| Texte fourni |
M. Colloghan

samedi 17 septembre 2011

Reconversion industrielle

Nous publions la trame de l'intervention de Richard Neuville lors de l'atelier : « Reconversion, Relocalisation, transition énergétique » aux rencontres de la Convergence citoyenne pour une transition énergétique à Lézan (Cévennes) le 27 août 2011.

En tant que syndicaliste et militant autogestionnaire, je vais m’attacher plus spécifiquement à la reconversion écologique de l’industrie et sur le rôle des travailleurs-ses et citoyen-ne-s pour l’entreprendre sans attendre l’avènement du Grand soir. Mon propos vise à interroger les stratégies syndicales mais également celles des associations environnementales et des citoyen-ne-s, en référence à André Gorz en 1980 lors de la publication d’ « Adieu au prolétariat ».




La reconversion écologique de l’industrie passe par l’appropriation collective ou la socialisation des moyens de production ou de services qui doit s’inscrire dans un projet global de transformation sociale et d’émancipation.

| Consignes |
[A] Dans le texte sur la reconversion industrielle, quels thèmes figurent dans le titre de l'atelier où Richard Neuville est intervenu ?
[B] D'après le texte sur la reconversion industrielle, en quelle année André Gorz a-t-il publié « Adieu au prolétariat » ?
[C] Écris la suite du texte sur la reconversion industrielle, juste après sa dernière phrase.

| Matériel |

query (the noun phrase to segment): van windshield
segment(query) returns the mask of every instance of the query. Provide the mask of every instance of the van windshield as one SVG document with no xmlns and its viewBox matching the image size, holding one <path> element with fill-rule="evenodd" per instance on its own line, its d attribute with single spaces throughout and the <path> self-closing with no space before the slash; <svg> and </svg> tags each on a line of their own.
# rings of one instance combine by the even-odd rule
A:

| Résultats |
[A] Reconversion, Relocalisation, transition énergétique

[B] En 1980.

[C]
La crise économique a entraîné la destruction de 269 000 emplois en France pour la seule année 2008. Si des luttes, parfois exemplaires en termes de combativité, ont pu être menées, elles ont été essentiellement défensives, elles se sont limitées à résister aux « plans sociaux » dictés par la logique actionnariale et à négocier des primes de licenciements. Le combat pour la préservation des emplois est presque impossible à gagner. Il faut donc développer d’autres stratégies.
Rarement sauf à Philips Dreux (Contrôle ouvrier) ou actuellement avec Fralib (Unilever), les questions de reprise et de reconversion ne sont posées.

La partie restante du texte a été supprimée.